Kutipan yang Diberikan:
○ ○ ○ ○ ○ ○ ○

JAKARTA (Suarakarya): Pemenang dalam Pilpres 2019 akan ditentukan oleh sejauhmana pasangan capres-cawapres mampu merebut simpati kalangan pemilih “galau” atau “bimbang.” Mereka adalah kalangan generasi muda, kelas menengah, kaum urban dan kalangan berpendidikan cukup baik. Jika diidentifikasikan dalam satu kategori, mereka disebut kelompok homodigitalis, yakni generasi milenial dewasa yang hidupnya sangat tergantung pada media digital.
Demikian mengemuka dalam diskusi publik Syndicate Update bertema “Perang wacana kampanye pilpres, antara kedangkalan versus kedalaman visi” yang digelar PARA Syndicate, di Jakarta, Jumat (9/11/2018). Dalam acara itu, tampil sebagai pembicara Wakil Redaktur Pelaksana Harian Kompas Tri Agung Kristanto, Pemimpin Redaksi Harian Republika Irfan Junaidi dan Direktur Eksekutif Indonesia New Media Watch Agus Sudibyo.
Menurut Agus Sudibyo potensi suara pemilih galau atau pemilih bimbang sangat signifikan, yakni sebesar 80 Juta. “Sehingga, kemenangan pasangan capres-cawapres dalam Pilpres 2019 akan sangat ditentukan oleh pemilih galau atau pemilih bimbang ini,” ujarnya, dalam diskusi yang dipandu Direktur Eksekutif PARA Syndicate Ari Nurcahyo.

○ ○ ○ ○ ○ ○ ○

Salin tanpa perubahan bagian berita di atas tentang pemilih bimbang dalam Pilpres 2019, mulai dari "JAKARTA (Suarakarya): Pemenang" sampai dengan "pada media digital.".

○ ○ ○ ○ ○ ○ ○

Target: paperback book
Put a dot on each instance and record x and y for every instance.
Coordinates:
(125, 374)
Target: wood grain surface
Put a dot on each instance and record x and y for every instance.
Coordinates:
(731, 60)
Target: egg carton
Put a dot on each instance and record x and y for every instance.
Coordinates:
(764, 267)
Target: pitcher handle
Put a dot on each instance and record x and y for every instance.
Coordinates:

○ ○ ○ ○ ○ ○ ○

Jawaban Tugas:
JAKARTA (Suarakarya): Pemenang dalam Pilpres 2019 akan ditentukan oleh sejauhmana pasangan capres-cawapres mampu merebut simpati kalangan pemilih “galau” atau “bimbang.” Mereka adalah kalangan generasi muda, kelas menengah, kaum urban dan kalangan berpendidikan cukup baik. Jika diidentifikasikan dalam satu kategori, mereka disebut kelompok homodigitalis, yakni generasi milenial dewasa yang hidupnya sangat tergantung pada media digital.